Quote every line of the records below verbatim, leaving out the pictures.

Stored data entries:
· · · · · · ·
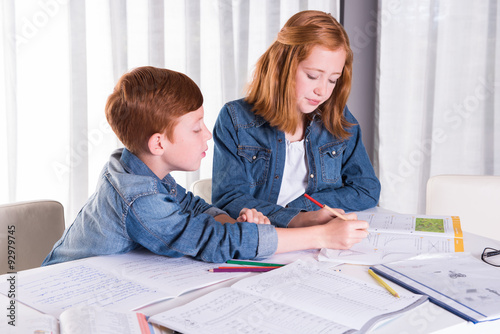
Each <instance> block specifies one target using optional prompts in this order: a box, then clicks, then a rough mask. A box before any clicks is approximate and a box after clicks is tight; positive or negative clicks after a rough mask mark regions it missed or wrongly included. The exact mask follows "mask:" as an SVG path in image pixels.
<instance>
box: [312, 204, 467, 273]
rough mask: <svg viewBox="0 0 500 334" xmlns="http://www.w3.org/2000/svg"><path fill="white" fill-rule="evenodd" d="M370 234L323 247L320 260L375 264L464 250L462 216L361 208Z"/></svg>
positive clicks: (387, 262)
mask: <svg viewBox="0 0 500 334" xmlns="http://www.w3.org/2000/svg"><path fill="white" fill-rule="evenodd" d="M357 215H358V219H359V220H366V221H367V222H368V223H369V224H370V227H369V228H368V231H369V232H370V234H369V235H368V237H367V238H365V239H363V240H362V241H361V242H360V243H357V244H355V245H354V246H352V247H351V248H350V249H347V250H336V249H326V248H324V249H322V250H321V251H320V254H319V255H318V259H319V260H320V261H332V262H338V263H353V264H364V265H375V264H381V263H388V262H393V261H397V260H402V259H407V258H411V257H414V256H417V255H419V254H424V253H454V252H463V251H464V242H463V233H462V228H461V225H460V218H459V217H458V216H429V215H409V214H395V213H379V212H377V213H370V212H357Z"/></svg>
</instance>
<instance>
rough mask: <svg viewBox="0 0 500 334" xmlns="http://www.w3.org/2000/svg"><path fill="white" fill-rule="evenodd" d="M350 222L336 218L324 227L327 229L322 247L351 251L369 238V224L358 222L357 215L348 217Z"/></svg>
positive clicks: (353, 213)
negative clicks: (359, 242) (350, 248)
mask: <svg viewBox="0 0 500 334" xmlns="http://www.w3.org/2000/svg"><path fill="white" fill-rule="evenodd" d="M346 217H347V219H349V220H342V219H340V218H334V219H332V220H331V221H329V222H328V223H326V224H325V225H323V226H322V227H324V228H325V229H326V231H325V233H324V234H323V236H324V239H323V240H322V241H321V247H326V248H334V249H349V248H351V247H352V246H353V245H354V244H356V243H358V242H360V241H361V240H363V239H364V238H366V237H367V236H368V234H369V233H368V227H369V225H368V223H367V222H366V221H364V220H357V216H356V214H355V213H349V214H347V215H346Z"/></svg>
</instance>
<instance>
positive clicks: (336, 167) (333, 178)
mask: <svg viewBox="0 0 500 334" xmlns="http://www.w3.org/2000/svg"><path fill="white" fill-rule="evenodd" d="M346 146H347V144H346V143H345V142H339V141H337V142H331V143H328V144H325V145H323V146H321V147H319V157H320V162H321V176H322V178H323V181H324V182H326V183H336V182H338V181H339V179H340V177H341V170H342V153H343V152H344V150H345V148H346Z"/></svg>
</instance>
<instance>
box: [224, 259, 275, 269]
mask: <svg viewBox="0 0 500 334" xmlns="http://www.w3.org/2000/svg"><path fill="white" fill-rule="evenodd" d="M226 263H228V264H242V265H244V266H258V267H283V266H284V264H277V263H265V262H253V261H238V260H227V261H226Z"/></svg>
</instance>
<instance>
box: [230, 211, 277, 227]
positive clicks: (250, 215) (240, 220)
mask: <svg viewBox="0 0 500 334" xmlns="http://www.w3.org/2000/svg"><path fill="white" fill-rule="evenodd" d="M236 221H237V222H249V223H255V224H271V222H270V221H269V218H267V217H266V216H264V215H263V214H262V212H259V211H257V210H255V209H247V208H243V209H242V210H241V211H240V215H239V217H238V218H237V219H236Z"/></svg>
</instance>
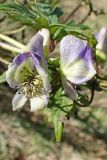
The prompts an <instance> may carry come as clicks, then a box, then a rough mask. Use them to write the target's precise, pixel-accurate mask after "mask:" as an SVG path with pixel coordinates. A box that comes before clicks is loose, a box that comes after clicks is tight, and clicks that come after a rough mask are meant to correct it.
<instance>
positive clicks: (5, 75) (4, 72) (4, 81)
mask: <svg viewBox="0 0 107 160" xmlns="http://www.w3.org/2000/svg"><path fill="white" fill-rule="evenodd" d="M4 82H6V72H4V73H3V74H2V75H0V83H4Z"/></svg>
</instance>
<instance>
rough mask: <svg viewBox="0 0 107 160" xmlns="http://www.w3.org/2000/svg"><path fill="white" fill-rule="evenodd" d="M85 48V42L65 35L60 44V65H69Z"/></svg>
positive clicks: (80, 39) (85, 43)
mask: <svg viewBox="0 0 107 160" xmlns="http://www.w3.org/2000/svg"><path fill="white" fill-rule="evenodd" d="M86 47H87V43H86V41H83V40H81V39H79V38H77V37H75V36H72V35H67V36H65V37H64V38H63V39H62V40H61V43H60V55H61V65H66V64H67V65H69V64H71V63H72V62H74V60H75V59H77V58H78V57H79V56H80V55H81V53H82V52H84V50H85V49H86Z"/></svg>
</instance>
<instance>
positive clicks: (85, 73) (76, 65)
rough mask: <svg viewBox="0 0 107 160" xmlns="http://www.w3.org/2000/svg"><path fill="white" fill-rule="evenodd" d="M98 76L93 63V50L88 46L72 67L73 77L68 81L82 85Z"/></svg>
mask: <svg viewBox="0 0 107 160" xmlns="http://www.w3.org/2000/svg"><path fill="white" fill-rule="evenodd" d="M95 74H96V71H95V68H94V61H93V50H92V48H91V47H90V46H89V45H87V47H86V49H85V50H84V51H83V52H82V53H81V54H80V55H79V57H78V59H77V60H76V61H74V64H73V65H72V67H71V76H70V75H68V76H67V79H68V80H69V81H71V82H72V83H74V84H81V83H84V82H86V81H88V80H90V79H91V78H92V77H93V76H94V75H95Z"/></svg>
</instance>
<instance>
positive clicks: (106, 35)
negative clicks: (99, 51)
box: [95, 27, 107, 54]
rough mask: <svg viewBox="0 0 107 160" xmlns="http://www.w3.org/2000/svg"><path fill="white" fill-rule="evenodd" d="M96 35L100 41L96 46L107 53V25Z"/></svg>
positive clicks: (95, 34) (99, 31) (97, 37)
mask: <svg viewBox="0 0 107 160" xmlns="http://www.w3.org/2000/svg"><path fill="white" fill-rule="evenodd" d="M95 37H96V39H97V41H98V44H97V46H96V48H97V49H99V50H102V51H103V52H104V53H106V54H107V27H102V28H101V29H100V31H99V32H98V33H96V34H95Z"/></svg>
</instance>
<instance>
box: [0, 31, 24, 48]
mask: <svg viewBox="0 0 107 160" xmlns="http://www.w3.org/2000/svg"><path fill="white" fill-rule="evenodd" d="M0 39H2V40H4V41H7V42H8V43H10V44H12V45H14V46H16V47H18V48H21V49H25V45H23V44H22V43H20V42H17V41H16V40H14V39H12V38H10V37H8V36H5V35H3V34H0Z"/></svg>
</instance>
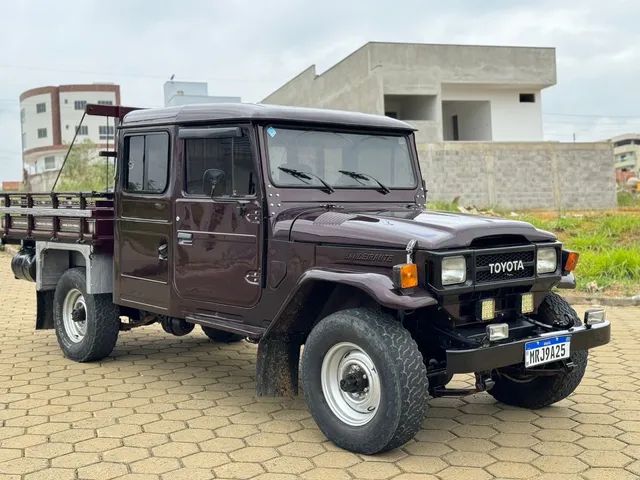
· · · · · · ·
• _Task response_
Each <instance> block specifies one target using optional prompts in this order: a box, then clicks, then a rough mask. A box before any clicks is approximate and a box after clicks is tight; positive or negative clicks after a rough mask mark regions it missed or wrongly included. The exact mask follows "mask:" as an SVG path in image pixels.
<instance>
box: [312, 204, 467, 273]
rough mask: <svg viewBox="0 0 500 334" xmlns="http://www.w3.org/2000/svg"><path fill="white" fill-rule="evenodd" d="M370 234L323 247L320 260L375 264L464 250L462 216L361 208Z"/></svg>
positive clicks: (387, 262)
mask: <svg viewBox="0 0 500 334" xmlns="http://www.w3.org/2000/svg"><path fill="white" fill-rule="evenodd" d="M357 215H358V219H359V220H366V221H367V222H368V223H369V224H370V227H369V228H368V231H369V232H370V234H369V235H368V237H367V238H365V239H363V240H362V241H361V242H360V243H357V244H355V245H354V246H352V247H351V248H350V249H347V250H336V249H326V248H324V249H322V250H321V251H320V254H319V255H318V259H319V260H320V261H332V262H338V263H353V264H364V265H375V264H381V263H388V262H393V261H397V260H402V259H407V258H411V257H414V256H417V255H419V254H424V253H454V252H463V251H464V242H463V233H462V228H461V225H460V218H459V217H458V216H429V215H409V214H395V213H379V212H377V213H370V212H357Z"/></svg>
</instance>
<instance>
rough mask: <svg viewBox="0 0 500 334" xmlns="http://www.w3.org/2000/svg"><path fill="white" fill-rule="evenodd" d="M350 222L336 218L324 227L327 229L322 247L351 251L369 238V224L358 222L357 215L348 217Z"/></svg>
positive clicks: (353, 213)
negative clicks: (359, 242) (350, 248)
mask: <svg viewBox="0 0 500 334" xmlns="http://www.w3.org/2000/svg"><path fill="white" fill-rule="evenodd" d="M346 217H347V219H349V220H342V219H340V218H334V219H332V220H331V221H329V222H328V223H326V224H325V225H323V226H322V227H324V228H325V229H326V231H325V233H324V234H323V236H324V239H323V240H322V241H321V247H326V248H334V249H349V248H351V247H352V246H353V245H354V244H356V243H358V242H360V241H361V240H363V239H364V238H366V237H367V236H368V234H369V233H368V227H369V225H368V223H367V222H366V221H364V220H357V216H356V214H355V213H349V214H347V215H346Z"/></svg>
</instance>
<instance>
positive clicks: (336, 167) (333, 178)
mask: <svg viewBox="0 0 500 334" xmlns="http://www.w3.org/2000/svg"><path fill="white" fill-rule="evenodd" d="M346 146H347V144H346V143H345V142H339V141H337V142H331V143H328V144H325V145H323V146H321V147H319V157H320V162H321V176H322V178H323V181H324V182H326V183H336V182H338V181H339V179H340V177H341V170H342V153H343V152H344V150H345V148H346Z"/></svg>
</instance>
<instance>
box: [224, 259, 275, 269]
mask: <svg viewBox="0 0 500 334" xmlns="http://www.w3.org/2000/svg"><path fill="white" fill-rule="evenodd" d="M226 263H228V264H242V265H244V266H258V267H283V266H284V264H277V263H265V262H253V261H238V260H227V261H226Z"/></svg>
</instance>
<instance>
box: [230, 211, 277, 227]
positive clicks: (250, 215) (240, 220)
mask: <svg viewBox="0 0 500 334" xmlns="http://www.w3.org/2000/svg"><path fill="white" fill-rule="evenodd" d="M236 221H237V222H249V223H255V224H271V222H270V221H269V218H267V217H266V216H264V215H263V214H262V212H259V211H257V210H255V209H247V208H243V209H242V210H241V211H240V215H239V217H238V218H237V219H236Z"/></svg>
</instance>
The prompts an <instance> may carry come as clicks, then a box, then a rough mask. Use them to write the target's precise, pixel-accurate mask after "mask:" as an SVG path with pixel coordinates. A box that comes before clicks is loose, a box that comes after clicks is tight, and clicks that come after a rough mask are meant to correct it.
<instance>
positive clicks: (5, 75) (4, 72) (4, 81)
mask: <svg viewBox="0 0 107 160" xmlns="http://www.w3.org/2000/svg"><path fill="white" fill-rule="evenodd" d="M4 82H6V72H4V73H3V74H2V75H0V83H4Z"/></svg>
</instance>
<instance>
rough mask: <svg viewBox="0 0 107 160" xmlns="http://www.w3.org/2000/svg"><path fill="white" fill-rule="evenodd" d="M85 48V42L65 35L60 44V65H69Z"/></svg>
positive clicks: (80, 39) (85, 43)
mask: <svg viewBox="0 0 107 160" xmlns="http://www.w3.org/2000/svg"><path fill="white" fill-rule="evenodd" d="M86 47H87V43H86V41H83V40H81V39H79V38H77V37H75V36H72V35H67V36H65V37H64V38H63V39H62V40H61V43H60V55H61V65H66V64H67V65H69V64H71V63H72V62H74V60H75V59H77V58H78V57H79V56H80V55H81V53H82V52H84V50H85V49H86Z"/></svg>
</instance>
<instance>
positive clicks: (85, 73) (76, 65)
rough mask: <svg viewBox="0 0 107 160" xmlns="http://www.w3.org/2000/svg"><path fill="white" fill-rule="evenodd" d="M98 76L93 63V50L88 46L72 67L73 77L68 81L82 85Z"/></svg>
mask: <svg viewBox="0 0 107 160" xmlns="http://www.w3.org/2000/svg"><path fill="white" fill-rule="evenodd" d="M95 74H96V71H95V68H94V61H93V50H92V48H91V47H90V46H89V45H87V47H86V49H85V50H84V51H83V52H82V53H81V54H80V55H79V57H78V59H77V60H76V61H74V64H73V65H72V67H71V76H70V75H68V76H67V79H68V80H69V81H71V82H72V83H74V84H81V83H84V82H86V81H88V80H90V79H91V78H92V77H93V76H94V75H95Z"/></svg>
</instance>
<instance>
positive clicks: (106, 35)
negative clicks: (99, 51)
box: [95, 27, 107, 54]
rough mask: <svg viewBox="0 0 107 160" xmlns="http://www.w3.org/2000/svg"><path fill="white" fill-rule="evenodd" d="M96 35L100 41L96 46L107 53V25Z"/></svg>
positive clicks: (95, 34) (99, 31) (97, 37)
mask: <svg viewBox="0 0 107 160" xmlns="http://www.w3.org/2000/svg"><path fill="white" fill-rule="evenodd" d="M95 37H96V39H97V41H98V44H97V46H96V48H97V49H99V50H102V51H103V52H104V53H106V54H107V27H102V28H101V29H100V31H99V32H98V33H96V34H95Z"/></svg>
</instance>
<instance>
box: [0, 31, 24, 48]
mask: <svg viewBox="0 0 107 160" xmlns="http://www.w3.org/2000/svg"><path fill="white" fill-rule="evenodd" d="M0 39H2V40H4V41H7V42H8V43H10V44H12V45H14V46H16V47H18V48H21V49H25V45H23V44H22V43H20V42H17V41H16V40H14V39H12V38H10V37H8V36H5V35H3V34H0Z"/></svg>
</instance>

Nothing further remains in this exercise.